### Your objective
Reproduce every line of the data below without any change, and leave the pictures out of your answer.

### Record extracts
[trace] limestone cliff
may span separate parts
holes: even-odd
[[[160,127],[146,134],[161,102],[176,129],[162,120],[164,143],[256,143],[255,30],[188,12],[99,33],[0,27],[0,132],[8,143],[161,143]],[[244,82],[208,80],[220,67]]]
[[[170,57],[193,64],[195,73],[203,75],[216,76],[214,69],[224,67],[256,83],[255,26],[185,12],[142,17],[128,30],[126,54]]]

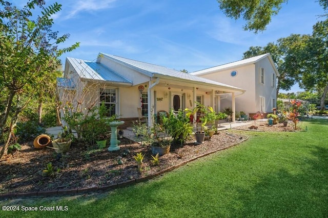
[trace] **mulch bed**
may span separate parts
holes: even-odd
[[[269,132],[291,131],[279,126],[259,126],[259,123],[258,125],[259,128],[252,131],[265,131],[264,128]],[[250,130],[250,125],[238,129]],[[259,128],[262,129],[259,130]],[[120,150],[115,152],[109,152],[107,148],[88,149],[73,143],[64,158],[59,160],[53,149],[37,149],[31,142],[23,145],[22,150],[13,155],[4,155],[0,159],[0,197],[1,195],[58,190],[64,192],[74,189],[87,190],[96,188],[96,190],[99,187],[142,180],[236,144],[247,138],[242,132],[222,130],[203,144],[196,144],[194,140],[191,140],[183,146],[172,145],[169,153],[160,157],[159,164],[156,166],[151,163],[153,158],[149,146],[141,146],[126,138],[121,139]],[[125,156],[122,153],[126,150],[130,154]],[[139,152],[146,154],[141,172],[138,170],[133,157]],[[122,165],[118,164],[116,160],[119,156],[122,156]],[[49,162],[52,163],[56,173],[51,177],[45,176],[43,171]]]

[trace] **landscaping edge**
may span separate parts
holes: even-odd
[[[155,179],[157,177],[158,177],[160,176],[161,176],[162,175],[166,173],[168,173],[174,169],[177,169],[198,158],[205,157],[210,154],[213,154],[215,152],[222,151],[222,150],[227,149],[228,148],[231,148],[232,147],[235,146],[237,144],[239,144],[248,140],[249,138],[249,136],[247,136],[245,139],[243,139],[242,140],[239,141],[235,144],[232,144],[226,147],[224,147],[221,149],[219,149],[217,150],[213,151],[210,152],[208,152],[208,153],[201,154],[200,155],[198,155],[192,159],[188,160],[186,161],[183,162],[183,163],[181,163],[178,165],[171,166],[169,168],[163,169],[162,171],[159,171],[154,174],[150,175],[148,175],[144,177],[141,177],[138,179],[132,179],[130,180],[128,180],[126,182],[113,184],[109,185],[105,185],[102,186],[95,186],[93,187],[80,188],[74,188],[72,189],[58,189],[57,190],[51,190],[51,191],[34,191],[34,192],[26,192],[26,193],[7,193],[7,194],[0,194],[0,199],[8,200],[9,199],[12,199],[14,198],[25,198],[25,197],[37,197],[37,196],[52,197],[52,196],[63,196],[63,195],[75,195],[78,194],[81,194],[82,193],[91,192],[94,192],[94,191],[105,191],[114,190],[117,188],[127,187],[131,185],[136,184],[141,182],[144,182],[145,181]]]

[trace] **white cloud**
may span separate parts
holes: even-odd
[[[71,5],[72,10],[66,16],[66,19],[73,17],[76,14],[83,11],[96,11],[107,8],[112,8],[113,3],[116,0],[79,0]]]

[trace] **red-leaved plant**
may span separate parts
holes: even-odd
[[[288,118],[292,120],[292,126],[294,130],[297,129],[297,123],[298,123],[298,117],[300,116],[300,114],[298,112],[298,109],[302,105],[300,102],[292,100],[291,101],[291,108],[290,108],[289,112],[287,113],[287,116]]]

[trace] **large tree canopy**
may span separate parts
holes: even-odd
[[[312,0],[314,1],[314,0]],[[228,17],[235,19],[242,17],[247,21],[245,30],[257,33],[263,31],[271,21],[271,17],[278,14],[283,3],[288,0],[217,0],[219,7]],[[328,0],[319,0],[325,10]]]
[[[47,74],[55,71],[57,58],[78,46],[58,49],[68,34],[51,31],[51,16],[61,9],[55,3],[46,7],[44,1],[30,0],[22,9],[0,1],[0,157],[11,143],[19,114],[35,96]],[[36,8],[41,14],[34,16]]]
[[[301,83],[307,90],[316,89],[322,93],[320,105],[323,109],[328,93],[328,19],[313,26],[312,37],[300,53]]]

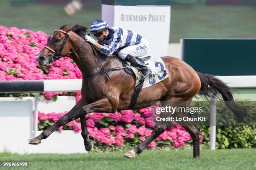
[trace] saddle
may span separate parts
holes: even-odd
[[[138,60],[141,60],[142,62],[143,62],[144,61],[147,61],[151,58],[151,56],[148,56],[143,57],[143,58],[137,58]],[[125,61],[124,60],[122,60],[122,63],[123,64],[123,67],[126,67],[129,65],[129,64],[127,62],[127,61]],[[146,64],[146,65],[147,65],[147,64]],[[128,74],[131,75],[134,75],[134,73],[131,70],[131,69],[130,68],[126,68],[124,69],[125,71],[127,74]]]

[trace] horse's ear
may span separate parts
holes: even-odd
[[[73,26],[71,26],[71,25],[69,24],[66,24],[61,26],[59,28],[59,29],[63,30],[67,32],[70,31],[72,28],[73,28]]]

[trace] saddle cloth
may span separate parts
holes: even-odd
[[[145,78],[142,88],[152,86],[165,79],[169,76],[168,71],[165,68],[164,63],[161,58],[151,58],[144,62],[146,65],[146,65],[151,70],[152,73]],[[135,86],[137,86],[139,83],[139,80],[142,75],[137,68],[131,66],[130,63],[127,63],[130,65],[130,68],[136,76]]]

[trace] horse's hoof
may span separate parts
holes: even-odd
[[[93,147],[93,143],[91,142],[90,142],[90,144],[85,146],[85,150],[86,150],[87,152],[89,152],[91,150],[92,147]]]
[[[134,159],[135,158],[135,152],[134,152],[134,150],[133,150],[127,152],[123,155],[123,156],[131,159]]]
[[[40,143],[41,143],[41,140],[36,138],[33,138],[32,140],[29,142],[29,144],[31,145],[38,145]]]

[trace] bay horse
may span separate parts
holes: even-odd
[[[47,46],[36,58],[38,63],[44,66],[65,56],[73,59],[83,75],[82,98],[54,125],[31,141],[31,144],[41,143],[41,140],[46,139],[60,127],[80,118],[82,136],[85,149],[89,151],[93,145],[89,139],[85,115],[93,112],[115,113],[127,110],[128,107],[134,90],[135,77],[120,70],[108,72],[111,80],[105,74],[85,78],[103,70],[95,54],[98,56],[107,69],[123,66],[121,60],[119,58],[112,60],[111,57],[107,57],[99,51],[94,53],[92,46],[86,42],[84,38],[87,29],[87,27],[79,25],[74,26],[65,25],[61,27],[49,37]],[[237,117],[241,118],[244,116],[245,112],[234,102],[230,88],[220,80],[212,75],[196,72],[179,59],[171,57],[161,58],[169,76],[153,86],[143,88],[139,94],[134,109],[150,106],[152,101],[189,102],[197,94],[210,96],[218,92],[225,101],[229,101],[226,103],[227,107]],[[200,155],[199,127],[193,122],[182,122],[182,126],[192,138],[193,156],[197,158]],[[151,135],[134,150],[127,152],[125,156],[134,158],[136,154],[141,152],[149,143],[164,132],[166,128],[166,125],[156,124]]]

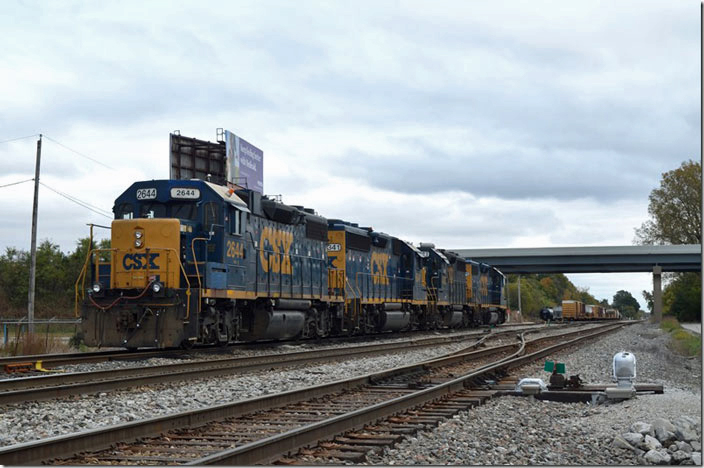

### Result for this task
[trace] limestone cliff
may span separate parts
holes: even-odd
[[[160,127],[146,134],[161,102],[176,129],[162,120],[164,143],[256,143],[255,30],[188,12],[99,33],[0,27],[0,132],[8,143],[161,143]],[[244,82],[208,80],[220,67]]]
[[[170,57],[193,64],[195,73],[203,75],[216,76],[214,69],[224,67],[256,83],[255,26],[185,12],[142,17],[128,30],[126,54]]]

[trace] **mulch bed**
may span separate parts
holes: even-odd
[[[269,132],[291,131],[279,126],[259,126],[259,123],[258,125],[259,128],[252,131],[265,131],[264,128]],[[250,130],[250,125],[238,129]],[[259,128],[262,129],[259,130]],[[120,150],[115,152],[109,152],[107,148],[88,149],[73,143],[64,158],[59,160],[53,149],[37,149],[31,142],[23,145],[22,150],[13,155],[4,155],[0,159],[0,197],[1,195],[58,190],[64,192],[74,189],[87,190],[96,188],[96,190],[99,187],[142,180],[236,144],[247,138],[242,132],[222,130],[203,144],[196,144],[194,140],[191,140],[183,146],[172,145],[169,153],[160,157],[159,164],[156,166],[151,163],[153,158],[149,146],[141,146],[126,138],[121,139]],[[125,156],[122,153],[126,150],[130,154]],[[139,152],[146,154],[141,172],[138,170],[133,157]],[[122,165],[118,164],[116,160],[119,156],[122,156]],[[49,162],[52,163],[56,173],[51,177],[45,176],[43,171]]]

[trace] **landscaping edge**
may span separate parts
holes: even-odd
[[[155,179],[157,177],[158,177],[160,176],[161,176],[162,175],[166,173],[168,173],[174,169],[177,169],[198,158],[205,157],[210,154],[213,154],[215,152],[222,151],[222,150],[227,149],[228,148],[231,148],[232,147],[235,146],[237,144],[239,144],[248,140],[249,138],[249,136],[247,136],[245,139],[243,139],[242,140],[239,141],[235,144],[232,144],[226,147],[224,147],[221,149],[219,149],[217,150],[213,151],[210,152],[208,152],[208,153],[201,154],[200,155],[198,155],[192,159],[188,160],[186,161],[183,162],[183,163],[181,163],[178,165],[171,166],[169,168],[163,169],[162,171],[159,171],[154,174],[150,175],[148,175],[144,177],[141,177],[138,179],[132,179],[130,180],[128,180],[126,182],[113,184],[109,185],[105,185],[102,186],[95,186],[93,187],[80,188],[74,188],[72,189],[58,189],[57,190],[51,190],[51,191],[34,191],[34,192],[26,192],[26,193],[7,193],[7,194],[0,194],[0,199],[8,200],[9,199],[12,199],[14,198],[25,198],[25,197],[37,197],[37,196],[52,197],[52,196],[63,196],[63,195],[75,195],[78,194],[81,194],[82,193],[91,192],[94,192],[94,191],[105,191],[114,190],[117,188],[127,187],[131,185],[136,184],[141,182],[144,182],[145,181]]]

[trace] **white cloud**
may span separate parts
holes: even-odd
[[[71,5],[72,10],[66,16],[66,19],[73,17],[76,14],[83,11],[96,11],[107,8],[112,8],[113,3],[116,0],[79,0]]]

[trace] **red-leaved plant**
may span separate parts
holes: even-odd
[[[288,118],[292,120],[292,126],[294,130],[297,129],[297,123],[298,123],[298,117],[300,116],[300,114],[298,112],[298,109],[302,105],[300,102],[292,100],[291,101],[291,108],[290,108],[289,112],[287,113],[287,116]]]

[trace] **large tree canopy**
may span separate parts
holes: even-odd
[[[312,0],[314,1],[314,0]],[[228,17],[235,19],[242,17],[247,21],[245,30],[257,33],[263,31],[271,21],[271,17],[278,14],[283,3],[288,0],[217,0],[219,7]],[[328,0],[319,0],[325,10]]]
[[[47,74],[55,71],[57,58],[78,46],[58,49],[68,34],[51,31],[51,16],[61,9],[55,3],[46,7],[44,1],[30,0],[22,9],[0,1],[0,157],[11,143],[19,114],[35,96]],[[36,8],[41,14],[34,16]]]
[[[301,83],[307,90],[316,89],[322,93],[320,105],[323,109],[328,93],[328,19],[313,26],[312,37],[300,53]]]

[trace] saddle
may span separate parts
holes: even-odd
[[[138,60],[141,60],[142,62],[143,62],[144,61],[147,61],[151,58],[151,56],[148,56],[143,57],[143,58],[137,58]],[[125,61],[124,60],[122,60],[122,63],[123,64],[123,67],[126,67],[129,65],[129,64],[127,62],[127,61]],[[146,64],[146,65],[147,65],[147,64]],[[128,74],[131,75],[134,75],[134,73],[131,70],[131,69],[130,68],[126,68],[124,69],[125,71],[127,74]]]

[trace] horse's ear
may span separate parts
holes: even-odd
[[[73,26],[71,26],[71,25],[69,24],[66,24],[61,26],[59,28],[59,29],[63,30],[67,32],[70,31],[72,28],[73,28]]]

[trace] saddle cloth
may span separate parts
holes: even-odd
[[[145,78],[142,88],[152,86],[165,79],[169,76],[168,71],[165,68],[164,63],[161,58],[151,58],[144,62],[146,65],[146,65],[151,70],[152,73]],[[135,86],[137,86],[139,83],[139,80],[142,75],[137,68],[131,66],[130,63],[127,63],[130,65],[130,68],[136,76]]]

[trace] horse's hoof
may span separate parts
holes: even-odd
[[[93,147],[93,143],[91,142],[90,142],[90,144],[85,146],[85,150],[86,150],[87,152],[89,152],[91,150],[92,147]]]
[[[134,159],[135,158],[135,152],[134,152],[134,150],[133,150],[127,152],[123,155],[123,156],[131,159]]]
[[[40,143],[41,143],[41,140],[36,138],[33,138],[32,140],[29,142],[29,144],[31,145],[38,145]]]

[trace] bay horse
may span separate parts
holes: even-odd
[[[47,46],[36,58],[38,63],[44,66],[65,56],[73,59],[83,75],[82,98],[54,125],[31,141],[31,144],[41,143],[41,140],[46,139],[60,127],[80,118],[82,136],[85,149],[89,151],[93,145],[89,139],[85,115],[93,112],[115,113],[127,110],[128,107],[134,90],[135,77],[120,70],[108,72],[111,80],[105,74],[85,78],[103,70],[95,54],[98,56],[107,69],[123,66],[121,60],[119,58],[112,60],[111,57],[107,57],[99,51],[94,53],[92,46],[86,42],[84,38],[87,29],[87,27],[79,25],[74,26],[65,25],[61,27],[49,37]],[[237,117],[241,118],[244,116],[245,112],[234,102],[230,88],[220,80],[212,75],[196,72],[179,59],[171,57],[161,58],[169,76],[153,86],[143,88],[139,94],[134,109],[150,106],[152,101],[189,102],[197,94],[210,96],[218,92],[225,101],[229,101],[226,103],[227,107]],[[200,155],[199,127],[193,122],[182,122],[182,126],[192,138],[193,156],[197,158]],[[151,135],[134,150],[127,152],[125,156],[134,158],[136,154],[141,152],[149,143],[164,132],[166,128],[166,125],[156,124]]]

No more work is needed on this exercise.